> **GOAL**:
Reproduce verbatim the passage of the tax reform FAQ that opens with the words "What Are the" and closes with "expansions and acquisitions.".

> **SUPPLIED TEXT**:
Tax Reform FAQ for Life Sciences
The Tax Cut and Jobs Act (TCJA) was the largest overhaul to the United States’ tax code since 1986. The implications for organizations in all sectors are numerous and complex. To help navigate these changes, we’ve answered some of the most important questions facing life sciences organizations following tax reform.
What Are the Long-Term Implications for Life Sciences Companies?
Reduction of the corporate tax rate to 21 percent is generally seen as a boon to life sciences organizations. The benefits of this reduction—as well as the 20-percent deduction available to S corporations—for the most part outweigh industry concerns with other parts of the law. The reduction may allow organizations to make capital investments, operational improvements, increase benefits for hiring and retention, and engage in expansions and acquisitions.
Some life sciences organizations are considering a change of entity to capitalize on changes. Organizations may weigh the benefits of the lower corporate rate versus the opportunities pass-throughs present and may decide to switch. Such determinations will be made on a case-by-case basis, as organizations may have different priorities and should take a long-term view of the benefits.
Conversely, the elimination of taxpayer’s ability to carryback net operating losses (NOLs) and limitation of NOLs’ use to 80 percent of taxable income might have undesirable consequences. When life sciences organization earnings are volatile, the new restrictions may tighten an organization’s cash flow and consequent ability to make new investments or grow the business. These changes are particularly relevant for emerging organizations, which often have significant NOLs for the first few years of their operations and may be especially impacted. Due to the NOL limitation, other means for reducing tax liability – such as the R&D tax credit – will be more important going forward.
What New International Tax Rules Were Created?
The new law introduces an “exemption tax system” meant to encourage tax-free repatriation of earnings held abroad. More specifically, the new system features a participation exemption for dividends received by domestic C corporations from certain foreign subsidiaries. The measure does not create a pure territorial tax system and leaves other measures of the worldwide tax system (such as subpart F, Section 956) in place.
The new system may encourage certain organizations to bring back earnings from their foreign subsidiaries, but there may be limits. Many life sciences organizations may need to maintain capital in foreign jurisdictions to continue to grow their businesses abroad. While they may repatriate some earnings and replace them with outbound loans, organizations might find it easier to simply keep their cash abroad.
What Happens If an Organization Decides to Repatriate Incomes Earned and Held Abroad?
The new law imposed a one-time ‘transition tax’ on U.S. shareholders for accumulated, untaxed earnings of controlled foreign corporations and certain foreign corporations wherein a domestic corporation owns at least 10 percent. The tax aims to raise revenue from income that had not been previously subject to tax, but at a rate attractive enough to entice organizations to invest some of their profits stateside. The tax rate is 15.5 percent on the foreign corporation’s earnings held in cash and cash equivalent assets, and 8 percent rate on earnings attributable to non-cash assets regardless of whether the amounts are actually distributed.

> **PROVIDED INFORMATION**:
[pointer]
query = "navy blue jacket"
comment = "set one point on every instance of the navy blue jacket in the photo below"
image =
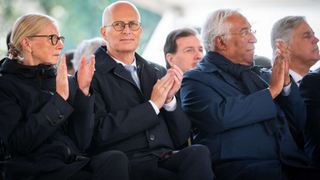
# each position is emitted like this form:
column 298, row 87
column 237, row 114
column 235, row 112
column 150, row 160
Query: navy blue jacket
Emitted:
column 309, row 90
column 230, row 123
column 44, row 132
column 124, row 119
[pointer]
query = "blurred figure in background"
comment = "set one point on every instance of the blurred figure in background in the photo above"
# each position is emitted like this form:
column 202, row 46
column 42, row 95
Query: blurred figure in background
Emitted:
column 183, row 48
column 301, row 43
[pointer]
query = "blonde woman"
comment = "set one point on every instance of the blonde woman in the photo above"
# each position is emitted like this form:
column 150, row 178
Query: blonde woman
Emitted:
column 46, row 116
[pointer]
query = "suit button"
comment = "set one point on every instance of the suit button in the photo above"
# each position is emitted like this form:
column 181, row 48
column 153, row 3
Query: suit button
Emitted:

> **EXPECTED ANSWER**:
What Are the Long-Term Implications for Life Sciences Companies?
Reduction of the corporate tax rate to 21 percent is generally seen as a boon to life sciences organizations. The benefits of this reduction—as well as the 20-percent deduction available to S corporations—for the most part outweigh industry concerns with other parts of the law. The reduction may allow organizations to make capital investments, operational improvements, increase benefits for hiring and retention, and engage in expansions and acquisitions.